------ ENTRIES PROVIDED

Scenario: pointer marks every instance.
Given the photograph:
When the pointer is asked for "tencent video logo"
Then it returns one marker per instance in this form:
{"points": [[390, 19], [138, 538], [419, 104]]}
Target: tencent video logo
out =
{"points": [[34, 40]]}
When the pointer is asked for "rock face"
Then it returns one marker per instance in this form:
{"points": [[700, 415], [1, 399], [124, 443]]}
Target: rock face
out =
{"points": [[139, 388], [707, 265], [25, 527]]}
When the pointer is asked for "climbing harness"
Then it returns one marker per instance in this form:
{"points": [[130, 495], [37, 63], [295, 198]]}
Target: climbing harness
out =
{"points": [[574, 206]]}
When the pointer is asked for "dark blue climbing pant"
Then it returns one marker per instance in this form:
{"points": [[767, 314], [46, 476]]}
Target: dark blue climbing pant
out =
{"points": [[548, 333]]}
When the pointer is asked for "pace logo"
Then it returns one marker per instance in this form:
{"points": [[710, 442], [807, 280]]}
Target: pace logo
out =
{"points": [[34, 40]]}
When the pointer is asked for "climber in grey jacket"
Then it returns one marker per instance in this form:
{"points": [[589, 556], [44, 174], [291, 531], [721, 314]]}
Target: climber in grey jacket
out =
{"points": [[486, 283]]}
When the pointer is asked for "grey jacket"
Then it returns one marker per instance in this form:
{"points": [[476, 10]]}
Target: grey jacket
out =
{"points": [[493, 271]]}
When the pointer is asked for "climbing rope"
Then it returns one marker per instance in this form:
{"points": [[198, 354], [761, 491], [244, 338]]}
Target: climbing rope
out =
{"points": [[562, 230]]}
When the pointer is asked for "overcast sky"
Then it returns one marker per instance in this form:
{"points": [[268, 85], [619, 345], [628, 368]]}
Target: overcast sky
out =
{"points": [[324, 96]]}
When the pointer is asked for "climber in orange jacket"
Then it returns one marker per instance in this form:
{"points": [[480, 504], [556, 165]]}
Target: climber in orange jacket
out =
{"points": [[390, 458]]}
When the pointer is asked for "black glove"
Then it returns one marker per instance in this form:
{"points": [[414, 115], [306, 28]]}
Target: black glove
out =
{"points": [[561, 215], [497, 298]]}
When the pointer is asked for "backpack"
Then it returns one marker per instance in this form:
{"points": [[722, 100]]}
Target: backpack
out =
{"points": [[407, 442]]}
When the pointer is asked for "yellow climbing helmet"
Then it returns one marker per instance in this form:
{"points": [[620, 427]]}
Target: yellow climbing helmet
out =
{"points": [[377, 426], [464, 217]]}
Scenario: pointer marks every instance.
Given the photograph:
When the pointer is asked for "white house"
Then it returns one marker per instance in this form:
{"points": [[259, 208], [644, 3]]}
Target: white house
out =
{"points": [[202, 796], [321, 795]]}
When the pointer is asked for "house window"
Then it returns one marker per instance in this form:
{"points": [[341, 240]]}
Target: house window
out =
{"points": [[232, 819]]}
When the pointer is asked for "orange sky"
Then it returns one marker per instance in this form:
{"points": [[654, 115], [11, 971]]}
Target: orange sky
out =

------------

*TASK TO CARRY OUT*
Exact output of every entry is required.

*EXPECTED ANSWER*
Scenario: pointer marks every instance.
Given the photograph:
When the pointer is asked for "tencent video logo"
Then it returns one marker per instance in this form:
{"points": [[390, 19], [138, 538], [419, 104]]}
Target: tencent video logo
out =
{"points": [[34, 40]]}
When the pointer is asked for "rock face"
Then it returns one marker per instance in this form:
{"points": [[700, 415], [1, 399], [124, 443]]}
Target: rock face
out =
{"points": [[139, 388], [707, 265], [25, 527]]}
When the pointer is asked for "climbing harness"
Then it returns one marker per instance in this form:
{"points": [[130, 495], [37, 63], [295, 198]]}
Target: climbing harness
out =
{"points": [[574, 206]]}
When the pointer is asked for "dark blue climbing pant"
Then it returns one marker per instance in this form:
{"points": [[767, 314], [46, 476]]}
Target: dark blue climbing pant
out =
{"points": [[548, 333]]}
When the pointer is asked for "pace logo"
Then it returns one marker per instance in this form:
{"points": [[710, 442], [807, 280]]}
Target: pace logo
out =
{"points": [[34, 40]]}
When the pointer is asked for "climber in grey jacket"
Then it returns one marker per instance in this form:
{"points": [[589, 556], [44, 174], [291, 531], [721, 314]]}
Target: climber in grey jacket
out =
{"points": [[486, 283]]}
When the pointer is asked for "grey jacket"
Then it returns one marker per instance in this form:
{"points": [[476, 10]]}
Target: grey jacket
out =
{"points": [[493, 271]]}
When the pointer is asked for "climbing rope"
Then it returns one marker per instance in this form:
{"points": [[198, 354], [761, 491], [244, 338]]}
Target: climbing rope
out =
{"points": [[562, 230]]}
When the pointer is asked for "overcast sky"
Then it returns one marker per instance in this form:
{"points": [[268, 85], [619, 345], [628, 368]]}
Target: overcast sky
out =
{"points": [[324, 96]]}
When the pointer is asked for "climber in orange jacket"
Then it returns one marker per instance in this form:
{"points": [[480, 504], [556, 165]]}
Target: climber in orange jacket
out =
{"points": [[390, 458]]}
When the pointer is asked for "black glove"
Then it returns one marker per instance in this form:
{"points": [[414, 115], [306, 28]]}
Target: black glove
out =
{"points": [[561, 215], [497, 298]]}
When the pointer is asked for "backpack"
Then it returns one marker per instance in this form:
{"points": [[722, 100]]}
Target: backpack
out =
{"points": [[407, 442]]}
When the pointer is asked for "yellow climbing helmet"
Then it returns one marker per instance in this form:
{"points": [[620, 427]]}
Target: yellow climbing helmet
out =
{"points": [[377, 426], [464, 217]]}
Scenario: pointer marks every instance.
Given the photograph:
When the pointer is asked for "white house"
Then it returns one marker per instance in this form:
{"points": [[259, 208], [644, 3]]}
Target: white house
out =
{"points": [[202, 796], [321, 795]]}
When the pointer is asked for "house window"
Then it returns one marker per instance in this form:
{"points": [[341, 240]]}
Target: house window
out =
{"points": [[232, 819]]}
When the pointer is asked for "orange sky"
Then it returns one marker per instance in this form:
{"points": [[654, 115], [11, 971]]}
Target: orange sky
out =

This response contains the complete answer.